We have clarified this aspect in the main text with available data.

Limitations of Study

I agree that these are limitations. I find the lack of control for confounders troubling because it suggests that you don't know if your results are due to the change in regime, chance or some other factor you haven't measured.

We have clarified this aspect in the main text

On lines 16 - 17, you state”.

No emergent resistant virus to dolutegravir has ever been reported in a patient in whom dolutegravir was prescribed in the context of such two-drug regimens". (Sorry, my paste mechanism did something strange). You cite references 9 and 10 in support. Maybe. I'm not sure that's the point of those 2 articles. You should seek something more on point. And, this claim is definitely not our lab's experience with any type of INSTI-based regimen.

Finally, get a native English speaker to read the text. Your grammar is generally fine, but there are sentences that were tough to figure out.

We have checked English writing as we have changed different parts of the paper to a more scientific way.

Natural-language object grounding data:
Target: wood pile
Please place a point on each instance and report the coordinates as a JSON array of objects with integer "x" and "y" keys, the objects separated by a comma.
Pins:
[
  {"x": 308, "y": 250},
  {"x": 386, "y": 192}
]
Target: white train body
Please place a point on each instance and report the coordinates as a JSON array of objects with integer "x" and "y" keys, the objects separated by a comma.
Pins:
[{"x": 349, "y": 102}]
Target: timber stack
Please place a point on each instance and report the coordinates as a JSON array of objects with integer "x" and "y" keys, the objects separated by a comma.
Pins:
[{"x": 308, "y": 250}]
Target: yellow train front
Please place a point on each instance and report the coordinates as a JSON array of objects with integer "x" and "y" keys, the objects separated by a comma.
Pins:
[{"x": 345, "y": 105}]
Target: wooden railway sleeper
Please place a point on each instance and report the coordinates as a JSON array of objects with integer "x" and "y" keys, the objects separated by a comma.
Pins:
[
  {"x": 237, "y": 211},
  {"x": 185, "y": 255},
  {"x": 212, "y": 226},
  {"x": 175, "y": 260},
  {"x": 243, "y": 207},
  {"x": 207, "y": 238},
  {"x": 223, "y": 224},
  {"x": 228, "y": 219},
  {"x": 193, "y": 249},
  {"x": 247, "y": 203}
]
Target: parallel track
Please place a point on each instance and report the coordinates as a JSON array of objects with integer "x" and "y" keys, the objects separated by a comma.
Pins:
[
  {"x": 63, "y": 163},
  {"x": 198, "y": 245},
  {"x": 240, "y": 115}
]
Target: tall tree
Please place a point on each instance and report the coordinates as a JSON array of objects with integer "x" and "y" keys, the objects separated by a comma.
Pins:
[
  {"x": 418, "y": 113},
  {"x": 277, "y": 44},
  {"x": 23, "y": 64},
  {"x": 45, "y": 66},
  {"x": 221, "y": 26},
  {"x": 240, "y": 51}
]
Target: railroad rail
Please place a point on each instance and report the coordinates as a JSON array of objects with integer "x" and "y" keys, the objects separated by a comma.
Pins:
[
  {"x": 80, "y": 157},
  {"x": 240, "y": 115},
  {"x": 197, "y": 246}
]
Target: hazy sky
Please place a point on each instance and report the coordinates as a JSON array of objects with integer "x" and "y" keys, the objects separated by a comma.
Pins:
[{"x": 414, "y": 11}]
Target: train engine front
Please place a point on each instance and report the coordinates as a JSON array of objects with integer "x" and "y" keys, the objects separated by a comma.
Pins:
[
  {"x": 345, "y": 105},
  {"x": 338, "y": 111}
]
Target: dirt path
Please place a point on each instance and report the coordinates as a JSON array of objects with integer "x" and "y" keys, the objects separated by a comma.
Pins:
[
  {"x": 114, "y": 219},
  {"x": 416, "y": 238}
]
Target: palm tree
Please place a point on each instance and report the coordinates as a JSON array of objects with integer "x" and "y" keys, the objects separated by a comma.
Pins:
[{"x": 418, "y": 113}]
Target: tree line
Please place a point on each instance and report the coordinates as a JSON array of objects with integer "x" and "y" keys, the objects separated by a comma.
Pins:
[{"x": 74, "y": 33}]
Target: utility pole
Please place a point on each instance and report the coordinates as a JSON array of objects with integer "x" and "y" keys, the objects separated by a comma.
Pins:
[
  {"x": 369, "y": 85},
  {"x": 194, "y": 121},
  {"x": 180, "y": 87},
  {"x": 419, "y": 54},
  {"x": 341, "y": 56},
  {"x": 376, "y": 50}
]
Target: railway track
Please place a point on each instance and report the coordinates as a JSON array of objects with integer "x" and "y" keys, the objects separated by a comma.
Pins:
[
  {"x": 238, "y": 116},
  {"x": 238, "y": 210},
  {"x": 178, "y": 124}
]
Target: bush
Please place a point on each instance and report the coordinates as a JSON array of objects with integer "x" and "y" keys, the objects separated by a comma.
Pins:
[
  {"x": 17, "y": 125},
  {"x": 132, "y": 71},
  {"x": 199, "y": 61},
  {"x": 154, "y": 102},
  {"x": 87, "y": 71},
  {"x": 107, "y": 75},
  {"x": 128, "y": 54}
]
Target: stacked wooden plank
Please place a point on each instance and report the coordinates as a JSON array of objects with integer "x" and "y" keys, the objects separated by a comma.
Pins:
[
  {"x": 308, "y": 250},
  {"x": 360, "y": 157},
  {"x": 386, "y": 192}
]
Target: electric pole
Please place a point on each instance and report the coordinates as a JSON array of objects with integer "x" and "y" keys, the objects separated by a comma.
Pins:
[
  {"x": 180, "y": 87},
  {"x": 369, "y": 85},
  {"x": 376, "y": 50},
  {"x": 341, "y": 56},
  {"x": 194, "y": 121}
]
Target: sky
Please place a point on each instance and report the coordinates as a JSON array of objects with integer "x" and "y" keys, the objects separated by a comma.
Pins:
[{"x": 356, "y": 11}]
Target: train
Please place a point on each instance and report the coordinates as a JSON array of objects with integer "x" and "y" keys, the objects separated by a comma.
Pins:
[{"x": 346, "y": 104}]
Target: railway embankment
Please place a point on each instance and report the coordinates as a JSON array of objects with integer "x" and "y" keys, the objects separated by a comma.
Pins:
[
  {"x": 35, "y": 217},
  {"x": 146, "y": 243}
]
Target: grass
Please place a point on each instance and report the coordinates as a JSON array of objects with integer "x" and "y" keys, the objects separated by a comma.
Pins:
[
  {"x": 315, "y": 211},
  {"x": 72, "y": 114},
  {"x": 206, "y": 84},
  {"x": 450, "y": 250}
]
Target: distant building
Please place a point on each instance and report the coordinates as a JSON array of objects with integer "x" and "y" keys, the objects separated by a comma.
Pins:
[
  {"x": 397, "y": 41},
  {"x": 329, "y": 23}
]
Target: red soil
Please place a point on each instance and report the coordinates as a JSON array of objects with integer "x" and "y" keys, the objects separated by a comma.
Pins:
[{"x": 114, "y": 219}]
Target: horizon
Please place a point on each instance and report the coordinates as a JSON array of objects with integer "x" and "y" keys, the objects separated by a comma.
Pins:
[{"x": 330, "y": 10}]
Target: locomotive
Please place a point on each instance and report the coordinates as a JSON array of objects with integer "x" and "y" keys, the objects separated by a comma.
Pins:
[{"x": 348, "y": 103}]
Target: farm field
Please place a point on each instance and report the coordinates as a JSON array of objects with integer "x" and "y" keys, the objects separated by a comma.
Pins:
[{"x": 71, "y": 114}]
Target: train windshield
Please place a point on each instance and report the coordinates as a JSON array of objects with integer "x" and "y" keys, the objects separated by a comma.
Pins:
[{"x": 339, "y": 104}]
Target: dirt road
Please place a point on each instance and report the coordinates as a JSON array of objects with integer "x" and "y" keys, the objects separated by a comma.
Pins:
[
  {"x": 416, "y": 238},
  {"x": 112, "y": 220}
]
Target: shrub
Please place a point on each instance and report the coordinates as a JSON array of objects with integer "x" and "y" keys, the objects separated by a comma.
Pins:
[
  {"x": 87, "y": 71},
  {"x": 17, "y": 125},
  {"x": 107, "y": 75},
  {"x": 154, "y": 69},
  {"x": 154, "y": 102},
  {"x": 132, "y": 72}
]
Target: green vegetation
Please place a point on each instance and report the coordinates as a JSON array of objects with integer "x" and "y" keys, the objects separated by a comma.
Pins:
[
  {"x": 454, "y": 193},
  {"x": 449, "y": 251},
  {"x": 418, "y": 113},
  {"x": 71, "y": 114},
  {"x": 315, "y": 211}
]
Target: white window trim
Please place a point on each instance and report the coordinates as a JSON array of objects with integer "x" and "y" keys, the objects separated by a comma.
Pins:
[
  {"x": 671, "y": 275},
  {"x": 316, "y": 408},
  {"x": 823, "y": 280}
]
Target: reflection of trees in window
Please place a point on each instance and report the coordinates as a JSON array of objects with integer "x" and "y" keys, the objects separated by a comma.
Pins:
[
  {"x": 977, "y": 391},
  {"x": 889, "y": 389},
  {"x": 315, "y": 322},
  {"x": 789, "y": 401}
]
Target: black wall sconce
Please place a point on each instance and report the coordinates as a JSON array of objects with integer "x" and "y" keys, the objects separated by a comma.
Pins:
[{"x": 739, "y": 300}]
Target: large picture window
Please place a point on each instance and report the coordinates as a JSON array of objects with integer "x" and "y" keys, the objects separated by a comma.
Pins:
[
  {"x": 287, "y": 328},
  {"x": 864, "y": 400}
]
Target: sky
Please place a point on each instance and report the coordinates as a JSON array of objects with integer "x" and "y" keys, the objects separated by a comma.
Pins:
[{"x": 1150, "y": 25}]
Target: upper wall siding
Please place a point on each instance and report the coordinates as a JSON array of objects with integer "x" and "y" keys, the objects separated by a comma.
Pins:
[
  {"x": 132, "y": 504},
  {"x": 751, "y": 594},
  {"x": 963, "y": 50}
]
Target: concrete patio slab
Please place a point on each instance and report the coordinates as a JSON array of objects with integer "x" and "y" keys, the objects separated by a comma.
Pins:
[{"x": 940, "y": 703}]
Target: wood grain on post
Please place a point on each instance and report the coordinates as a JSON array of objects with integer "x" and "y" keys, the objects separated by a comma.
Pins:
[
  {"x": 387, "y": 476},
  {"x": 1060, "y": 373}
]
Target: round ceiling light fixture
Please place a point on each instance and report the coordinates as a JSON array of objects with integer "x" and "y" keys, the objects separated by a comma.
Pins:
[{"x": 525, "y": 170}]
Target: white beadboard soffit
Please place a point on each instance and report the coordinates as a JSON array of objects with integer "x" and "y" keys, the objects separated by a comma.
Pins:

▶ _Work order 1_:
From the peer-review exchange, extract the passage that runs from "Finally, get a" to "more scientific way.".
▶ _Work order 2_:
Write what comes next in the peer-review exchange, picking up after its final sentence.

▶ _Final answer 1_:
Finally, get a native English speaker to read the text. Your grammar is generally fine, but there are sentences that were tough to figure out.

We have checked English writing as we have changed different parts of the paper to a more scientific way.

▶ _Final answer 2_:
Reviewer 3 Report

The manuscript by Dueñas-Gutiérrez et al. describes the efficacy and safety of two-drug regimens DTG/3TC in HIV-1 virologically-suppressed PLWHIV. This excellent study will significantly impact controlling drug resistance and maintaining viral suppression in PLWHIV. The article can be accepted after the corrections mentioned below:

1.          Somehow the abstract is missing from the pdf file, and I had to go to the web to read the abstract. Please add it to the main file.

2.          In the abstract, the following sentence needs to be modified to make it more succinct and clear; The most common reason for discontinuation of 2DR were treatment simplification. Adverse drug reactions were uncommon at the end of the study.

3.          All the Figures lack detailed legends.

4.          In Table-2, authors need to define what N stands for. What is the ratio?

5.          In Figure-1 & 3, the author should take better color and shape for the bars to make it clearer for the readers.

6.           Lacks detailed legends in most of the figures.

7.          Authors need to define the abbreviations clearly, e.g., NNRTI.

8.          The article can be accepted after the corrections mentioned above.

Author Response

Review Report 3

  1. Somehow the abstract is missing from the pdf file, and I had to go to the web to read the abstract. Please add it to the main file.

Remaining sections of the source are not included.